Given instruction: Leave out the pictures and retype exactly the lines from the one with "Batch processing job — object class: blurred" through the end of the records.

Given information:
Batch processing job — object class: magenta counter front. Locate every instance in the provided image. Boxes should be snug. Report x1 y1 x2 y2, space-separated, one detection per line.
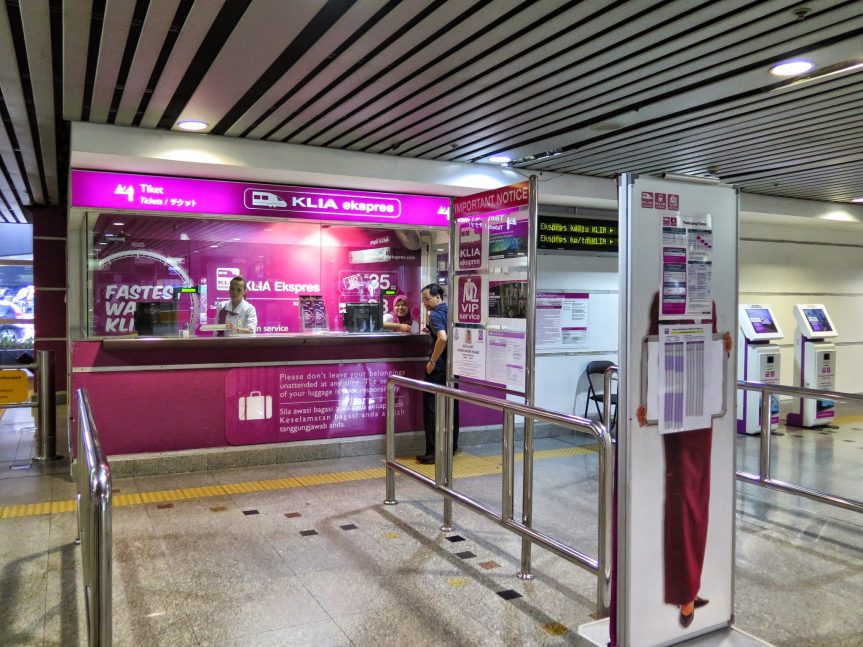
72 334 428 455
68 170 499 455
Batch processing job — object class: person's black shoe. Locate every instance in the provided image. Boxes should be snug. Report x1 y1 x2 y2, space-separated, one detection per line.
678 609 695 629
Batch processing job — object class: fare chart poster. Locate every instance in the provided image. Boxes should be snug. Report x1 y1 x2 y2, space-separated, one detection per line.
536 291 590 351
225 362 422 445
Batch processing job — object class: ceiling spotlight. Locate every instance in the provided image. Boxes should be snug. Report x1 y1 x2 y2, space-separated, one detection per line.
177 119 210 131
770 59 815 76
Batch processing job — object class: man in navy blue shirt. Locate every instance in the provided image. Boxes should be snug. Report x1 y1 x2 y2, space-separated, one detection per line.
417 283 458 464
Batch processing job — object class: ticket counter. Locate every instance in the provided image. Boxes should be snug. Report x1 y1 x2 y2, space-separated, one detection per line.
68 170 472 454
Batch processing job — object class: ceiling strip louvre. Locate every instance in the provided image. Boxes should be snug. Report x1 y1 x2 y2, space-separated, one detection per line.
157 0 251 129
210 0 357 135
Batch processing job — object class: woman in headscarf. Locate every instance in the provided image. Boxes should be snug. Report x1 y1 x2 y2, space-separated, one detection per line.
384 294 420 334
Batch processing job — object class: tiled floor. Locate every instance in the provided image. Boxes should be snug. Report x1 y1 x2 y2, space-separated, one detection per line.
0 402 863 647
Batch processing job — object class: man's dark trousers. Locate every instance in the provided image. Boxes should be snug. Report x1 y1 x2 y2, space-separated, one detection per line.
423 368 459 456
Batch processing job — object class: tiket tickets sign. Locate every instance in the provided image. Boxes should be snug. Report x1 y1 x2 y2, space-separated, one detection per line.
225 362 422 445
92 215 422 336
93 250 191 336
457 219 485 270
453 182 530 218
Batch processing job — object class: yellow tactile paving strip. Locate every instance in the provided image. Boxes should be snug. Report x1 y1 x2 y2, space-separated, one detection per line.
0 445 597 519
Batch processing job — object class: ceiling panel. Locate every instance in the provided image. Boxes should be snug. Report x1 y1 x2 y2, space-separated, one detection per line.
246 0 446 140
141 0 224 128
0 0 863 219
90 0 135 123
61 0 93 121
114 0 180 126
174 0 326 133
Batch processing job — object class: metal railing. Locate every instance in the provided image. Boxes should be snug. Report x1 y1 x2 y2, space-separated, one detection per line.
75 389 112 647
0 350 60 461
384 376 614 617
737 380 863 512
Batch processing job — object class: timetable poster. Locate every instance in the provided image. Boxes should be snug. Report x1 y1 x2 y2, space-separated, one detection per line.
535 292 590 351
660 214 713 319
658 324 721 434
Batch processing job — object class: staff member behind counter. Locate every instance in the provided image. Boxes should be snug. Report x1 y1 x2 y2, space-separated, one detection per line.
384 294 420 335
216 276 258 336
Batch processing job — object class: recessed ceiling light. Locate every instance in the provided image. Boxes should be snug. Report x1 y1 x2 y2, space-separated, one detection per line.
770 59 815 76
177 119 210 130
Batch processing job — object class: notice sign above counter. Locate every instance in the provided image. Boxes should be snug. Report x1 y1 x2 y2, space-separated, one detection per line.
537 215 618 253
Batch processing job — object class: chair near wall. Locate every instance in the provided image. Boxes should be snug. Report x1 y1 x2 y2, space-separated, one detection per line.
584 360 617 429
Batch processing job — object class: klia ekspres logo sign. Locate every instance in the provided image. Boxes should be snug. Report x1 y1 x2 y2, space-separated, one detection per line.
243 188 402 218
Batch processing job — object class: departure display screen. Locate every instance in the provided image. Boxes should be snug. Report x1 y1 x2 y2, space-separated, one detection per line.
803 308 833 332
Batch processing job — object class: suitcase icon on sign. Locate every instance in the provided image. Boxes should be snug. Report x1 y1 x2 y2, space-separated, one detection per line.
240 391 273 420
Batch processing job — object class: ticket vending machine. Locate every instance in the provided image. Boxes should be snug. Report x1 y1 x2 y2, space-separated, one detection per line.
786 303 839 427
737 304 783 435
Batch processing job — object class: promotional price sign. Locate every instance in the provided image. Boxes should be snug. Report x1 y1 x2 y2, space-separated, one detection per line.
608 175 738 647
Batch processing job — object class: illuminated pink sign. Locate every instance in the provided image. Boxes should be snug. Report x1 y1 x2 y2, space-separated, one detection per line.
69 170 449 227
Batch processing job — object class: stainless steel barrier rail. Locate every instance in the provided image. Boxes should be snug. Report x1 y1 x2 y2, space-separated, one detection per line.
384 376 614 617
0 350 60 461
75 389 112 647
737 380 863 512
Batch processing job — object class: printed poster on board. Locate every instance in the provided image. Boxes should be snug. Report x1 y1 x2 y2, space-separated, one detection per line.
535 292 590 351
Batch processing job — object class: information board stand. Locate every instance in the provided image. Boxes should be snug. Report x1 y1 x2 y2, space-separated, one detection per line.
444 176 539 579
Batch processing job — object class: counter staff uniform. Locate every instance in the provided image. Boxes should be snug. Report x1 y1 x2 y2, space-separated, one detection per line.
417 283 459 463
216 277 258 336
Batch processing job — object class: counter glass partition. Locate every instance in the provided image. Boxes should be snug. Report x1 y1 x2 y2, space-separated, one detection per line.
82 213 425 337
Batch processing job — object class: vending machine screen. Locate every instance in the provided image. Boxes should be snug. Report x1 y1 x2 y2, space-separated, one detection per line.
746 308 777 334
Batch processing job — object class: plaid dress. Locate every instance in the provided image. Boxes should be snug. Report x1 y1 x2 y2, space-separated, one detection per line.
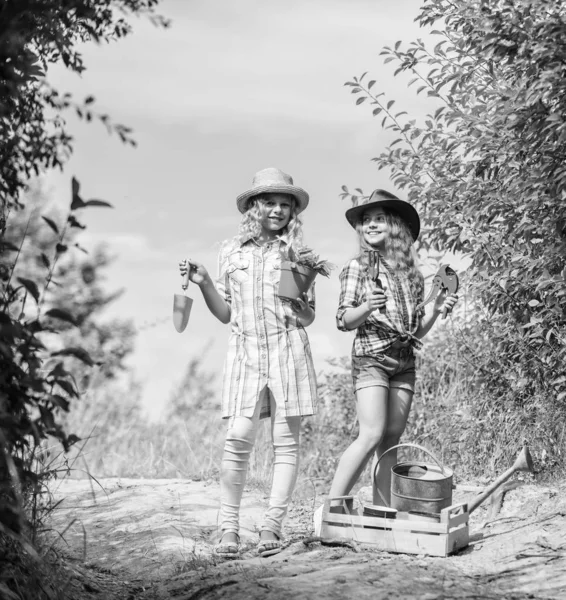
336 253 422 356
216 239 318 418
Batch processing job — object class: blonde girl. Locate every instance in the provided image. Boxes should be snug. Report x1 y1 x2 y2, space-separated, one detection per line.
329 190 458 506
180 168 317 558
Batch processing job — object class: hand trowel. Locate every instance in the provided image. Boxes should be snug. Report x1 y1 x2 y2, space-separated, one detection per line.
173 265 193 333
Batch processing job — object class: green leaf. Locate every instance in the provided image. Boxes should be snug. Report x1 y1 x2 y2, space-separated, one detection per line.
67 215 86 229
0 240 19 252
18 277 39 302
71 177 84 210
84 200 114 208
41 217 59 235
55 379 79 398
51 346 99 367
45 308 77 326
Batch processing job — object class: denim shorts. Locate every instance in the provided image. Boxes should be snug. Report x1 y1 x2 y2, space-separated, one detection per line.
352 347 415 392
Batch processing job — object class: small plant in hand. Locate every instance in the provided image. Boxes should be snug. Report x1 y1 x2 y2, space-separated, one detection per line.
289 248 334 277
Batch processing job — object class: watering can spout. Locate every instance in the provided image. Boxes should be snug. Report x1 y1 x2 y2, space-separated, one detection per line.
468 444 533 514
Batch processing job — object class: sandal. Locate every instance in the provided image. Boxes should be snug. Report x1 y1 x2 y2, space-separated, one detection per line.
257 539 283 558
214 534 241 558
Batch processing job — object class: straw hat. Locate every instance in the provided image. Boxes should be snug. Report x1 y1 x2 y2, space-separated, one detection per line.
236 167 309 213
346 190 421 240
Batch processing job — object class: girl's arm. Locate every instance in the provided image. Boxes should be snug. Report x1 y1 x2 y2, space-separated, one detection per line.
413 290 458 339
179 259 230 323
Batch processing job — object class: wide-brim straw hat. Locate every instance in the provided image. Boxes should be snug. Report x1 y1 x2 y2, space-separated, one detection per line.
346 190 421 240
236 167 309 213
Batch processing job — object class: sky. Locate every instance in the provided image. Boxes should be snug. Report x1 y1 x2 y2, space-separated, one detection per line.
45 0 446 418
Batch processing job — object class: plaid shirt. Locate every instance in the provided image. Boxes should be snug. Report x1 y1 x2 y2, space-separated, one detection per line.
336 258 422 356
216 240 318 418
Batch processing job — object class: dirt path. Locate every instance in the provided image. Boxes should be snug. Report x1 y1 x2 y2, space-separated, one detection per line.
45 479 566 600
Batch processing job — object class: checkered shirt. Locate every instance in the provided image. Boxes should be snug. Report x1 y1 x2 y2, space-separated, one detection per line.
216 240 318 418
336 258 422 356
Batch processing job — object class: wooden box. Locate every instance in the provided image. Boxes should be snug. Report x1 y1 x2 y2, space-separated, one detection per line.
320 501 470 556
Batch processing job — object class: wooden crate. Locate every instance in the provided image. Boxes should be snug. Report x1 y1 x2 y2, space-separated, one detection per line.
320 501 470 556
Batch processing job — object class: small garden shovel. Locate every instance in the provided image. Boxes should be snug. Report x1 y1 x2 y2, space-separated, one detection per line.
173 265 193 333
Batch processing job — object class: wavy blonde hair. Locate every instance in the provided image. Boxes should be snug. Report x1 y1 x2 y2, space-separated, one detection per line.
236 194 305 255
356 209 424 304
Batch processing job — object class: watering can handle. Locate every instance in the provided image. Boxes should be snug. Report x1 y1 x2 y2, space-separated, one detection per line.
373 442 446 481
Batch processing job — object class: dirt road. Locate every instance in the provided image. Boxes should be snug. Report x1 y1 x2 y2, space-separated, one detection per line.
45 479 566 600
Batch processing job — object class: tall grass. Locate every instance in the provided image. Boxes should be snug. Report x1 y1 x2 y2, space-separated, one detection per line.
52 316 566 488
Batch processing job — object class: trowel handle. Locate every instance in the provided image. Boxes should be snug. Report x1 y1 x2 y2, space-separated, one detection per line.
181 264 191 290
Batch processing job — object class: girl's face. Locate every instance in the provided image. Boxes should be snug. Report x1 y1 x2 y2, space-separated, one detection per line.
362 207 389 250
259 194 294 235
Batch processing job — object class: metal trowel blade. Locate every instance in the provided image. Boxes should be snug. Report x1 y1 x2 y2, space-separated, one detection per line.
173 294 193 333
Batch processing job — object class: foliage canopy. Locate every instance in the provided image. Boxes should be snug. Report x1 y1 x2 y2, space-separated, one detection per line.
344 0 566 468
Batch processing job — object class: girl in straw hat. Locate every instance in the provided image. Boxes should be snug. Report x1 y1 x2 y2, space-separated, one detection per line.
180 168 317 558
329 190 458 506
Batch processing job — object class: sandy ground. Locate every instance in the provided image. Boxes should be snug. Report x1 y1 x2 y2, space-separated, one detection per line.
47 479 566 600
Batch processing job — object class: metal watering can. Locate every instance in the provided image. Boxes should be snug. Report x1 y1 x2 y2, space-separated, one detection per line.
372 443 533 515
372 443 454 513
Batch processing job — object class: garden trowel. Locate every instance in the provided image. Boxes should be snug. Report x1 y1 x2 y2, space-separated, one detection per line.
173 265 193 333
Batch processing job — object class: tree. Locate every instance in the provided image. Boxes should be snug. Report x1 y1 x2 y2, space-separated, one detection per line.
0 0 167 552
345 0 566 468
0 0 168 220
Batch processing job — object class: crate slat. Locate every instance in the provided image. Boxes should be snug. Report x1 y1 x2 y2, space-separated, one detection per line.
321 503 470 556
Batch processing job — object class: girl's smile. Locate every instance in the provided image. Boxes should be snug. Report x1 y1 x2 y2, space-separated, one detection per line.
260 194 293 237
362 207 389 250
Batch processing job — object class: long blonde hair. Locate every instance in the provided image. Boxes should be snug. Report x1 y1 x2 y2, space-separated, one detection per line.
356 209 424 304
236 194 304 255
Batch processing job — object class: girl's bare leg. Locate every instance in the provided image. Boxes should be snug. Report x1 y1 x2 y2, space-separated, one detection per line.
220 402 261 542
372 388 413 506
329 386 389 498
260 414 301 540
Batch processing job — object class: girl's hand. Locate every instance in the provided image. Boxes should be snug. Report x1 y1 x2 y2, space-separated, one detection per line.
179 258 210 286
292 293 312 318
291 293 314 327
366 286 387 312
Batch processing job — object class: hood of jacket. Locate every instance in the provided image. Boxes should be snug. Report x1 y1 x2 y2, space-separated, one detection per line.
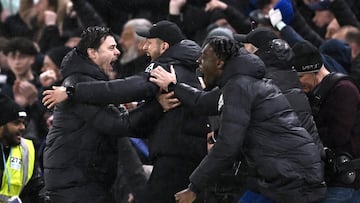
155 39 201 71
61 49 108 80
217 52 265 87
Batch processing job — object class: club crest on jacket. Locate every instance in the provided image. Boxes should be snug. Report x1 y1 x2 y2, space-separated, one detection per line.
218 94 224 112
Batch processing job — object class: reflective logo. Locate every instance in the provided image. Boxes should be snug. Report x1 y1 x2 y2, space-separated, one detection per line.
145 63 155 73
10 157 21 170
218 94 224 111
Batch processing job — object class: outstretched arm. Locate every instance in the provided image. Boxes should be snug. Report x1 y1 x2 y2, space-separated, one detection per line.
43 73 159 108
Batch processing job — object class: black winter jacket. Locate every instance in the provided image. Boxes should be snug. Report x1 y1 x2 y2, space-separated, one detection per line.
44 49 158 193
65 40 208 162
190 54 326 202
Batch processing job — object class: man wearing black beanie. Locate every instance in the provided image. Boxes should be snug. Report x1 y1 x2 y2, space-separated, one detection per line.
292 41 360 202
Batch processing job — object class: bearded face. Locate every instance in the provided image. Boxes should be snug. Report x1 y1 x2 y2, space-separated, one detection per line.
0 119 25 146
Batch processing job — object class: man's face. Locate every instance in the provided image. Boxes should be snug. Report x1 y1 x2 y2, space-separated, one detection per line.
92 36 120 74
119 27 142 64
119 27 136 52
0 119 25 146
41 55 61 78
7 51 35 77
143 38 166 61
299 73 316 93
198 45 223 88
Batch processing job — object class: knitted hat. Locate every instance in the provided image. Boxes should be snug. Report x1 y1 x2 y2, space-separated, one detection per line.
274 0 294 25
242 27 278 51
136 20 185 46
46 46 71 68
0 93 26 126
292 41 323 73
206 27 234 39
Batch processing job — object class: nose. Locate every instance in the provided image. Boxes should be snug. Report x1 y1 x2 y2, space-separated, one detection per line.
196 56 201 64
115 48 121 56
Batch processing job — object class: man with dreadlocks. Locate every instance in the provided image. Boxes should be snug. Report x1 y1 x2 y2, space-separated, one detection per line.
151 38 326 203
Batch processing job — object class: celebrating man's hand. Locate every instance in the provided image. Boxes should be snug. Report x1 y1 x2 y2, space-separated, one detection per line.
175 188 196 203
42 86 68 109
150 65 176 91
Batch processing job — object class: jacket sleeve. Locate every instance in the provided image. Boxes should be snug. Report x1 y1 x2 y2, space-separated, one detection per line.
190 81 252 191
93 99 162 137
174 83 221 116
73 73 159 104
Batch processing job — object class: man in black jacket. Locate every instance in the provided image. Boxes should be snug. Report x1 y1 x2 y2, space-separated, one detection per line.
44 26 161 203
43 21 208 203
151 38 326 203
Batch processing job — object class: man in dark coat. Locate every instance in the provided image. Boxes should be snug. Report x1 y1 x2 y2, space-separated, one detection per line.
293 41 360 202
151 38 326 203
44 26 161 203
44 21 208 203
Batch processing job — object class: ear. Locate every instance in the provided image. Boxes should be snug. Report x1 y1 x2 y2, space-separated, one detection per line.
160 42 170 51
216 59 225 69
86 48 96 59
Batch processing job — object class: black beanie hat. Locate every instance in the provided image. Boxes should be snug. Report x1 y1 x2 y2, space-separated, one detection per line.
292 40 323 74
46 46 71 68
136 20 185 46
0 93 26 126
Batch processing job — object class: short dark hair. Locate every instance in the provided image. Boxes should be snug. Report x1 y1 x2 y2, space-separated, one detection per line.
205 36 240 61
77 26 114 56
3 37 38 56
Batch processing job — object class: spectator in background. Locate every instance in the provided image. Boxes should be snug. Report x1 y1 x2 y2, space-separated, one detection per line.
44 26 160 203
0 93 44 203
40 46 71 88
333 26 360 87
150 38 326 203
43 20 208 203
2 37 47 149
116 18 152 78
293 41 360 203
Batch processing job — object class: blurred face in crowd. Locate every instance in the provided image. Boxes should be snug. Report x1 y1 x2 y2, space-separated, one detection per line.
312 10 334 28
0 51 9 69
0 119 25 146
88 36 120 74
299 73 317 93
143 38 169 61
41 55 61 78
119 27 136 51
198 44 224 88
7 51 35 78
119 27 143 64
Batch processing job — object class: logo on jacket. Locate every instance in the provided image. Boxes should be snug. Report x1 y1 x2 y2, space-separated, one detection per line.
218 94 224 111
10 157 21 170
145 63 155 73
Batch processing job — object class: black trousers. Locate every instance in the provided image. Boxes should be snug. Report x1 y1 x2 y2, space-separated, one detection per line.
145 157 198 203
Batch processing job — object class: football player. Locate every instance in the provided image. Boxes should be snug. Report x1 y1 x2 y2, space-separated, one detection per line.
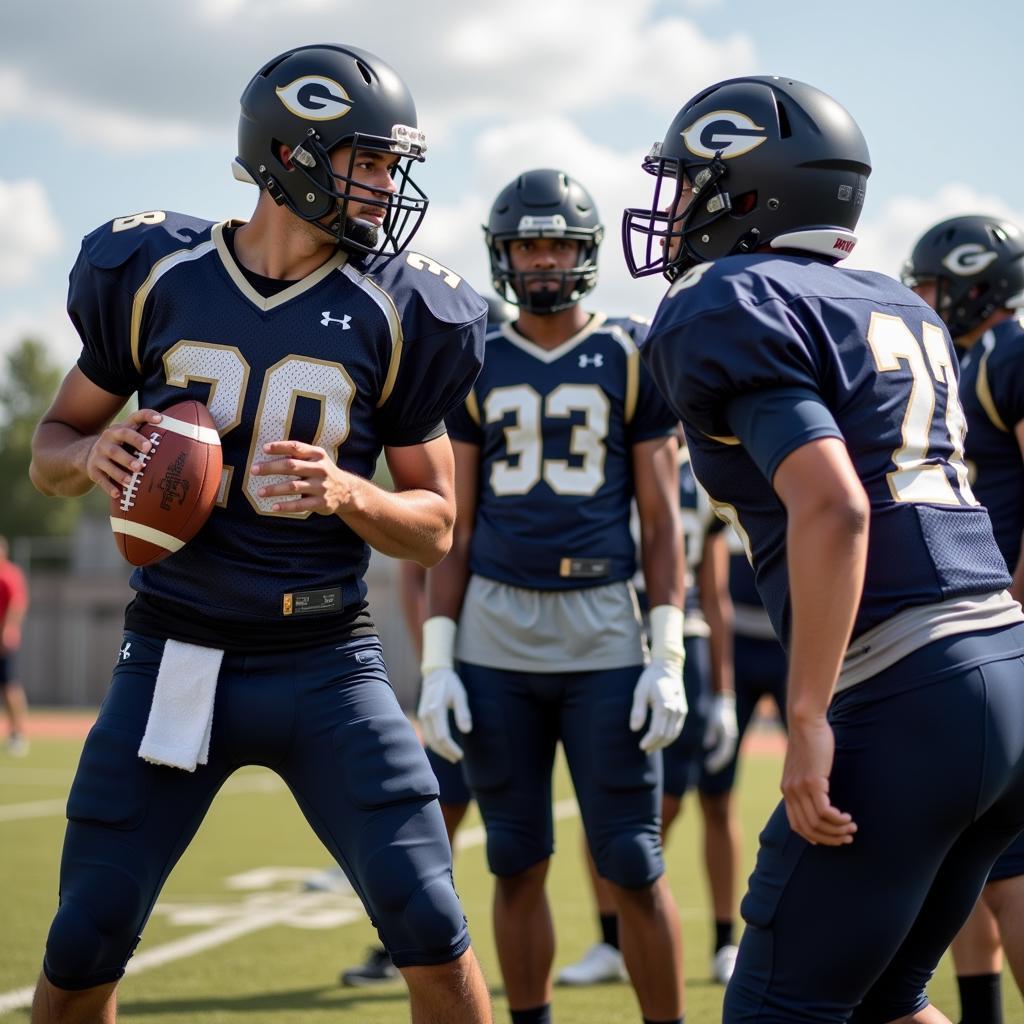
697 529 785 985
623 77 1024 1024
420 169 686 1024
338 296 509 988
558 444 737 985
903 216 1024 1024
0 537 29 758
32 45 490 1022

Task result:
Batch processing job — object class: blurred face in crowd. Locate every instance in the provided image. Boxes should be snug. Report x1 y1 x2 y2, space-separated, one detection per line.
312 10 334 28
0 51 9 69
0 119 25 146
88 36 120 74
299 73 317 93
143 38 169 61
41 55 61 78
119 27 136 51
198 44 224 88
7 51 35 78
119 27 143 64
Batch processing job — object class: logo on jacket. Locate every instance in the provided image. Boxes should be snug. Report x1 y1 x2 y2, space-separated, one detection per line.
218 94 224 111
10 157 21 170
145 63 155 73
Batch processing job — object class: black trousers. Locate every instance in the provided image. Boxes should be snug. Report x1 y1 x2 y2, space-separated, one detection per line.
145 157 198 203
Batch processing job — object class: football player. Locate every instance in the provided image. Boxes should be snug. Report x1 y1 x2 y2, space-separated, one detection per line.
697 529 785 985
623 77 1024 1024
420 169 686 1024
338 296 509 988
558 444 737 985
903 216 1024 1024
0 537 29 758
32 45 490 1022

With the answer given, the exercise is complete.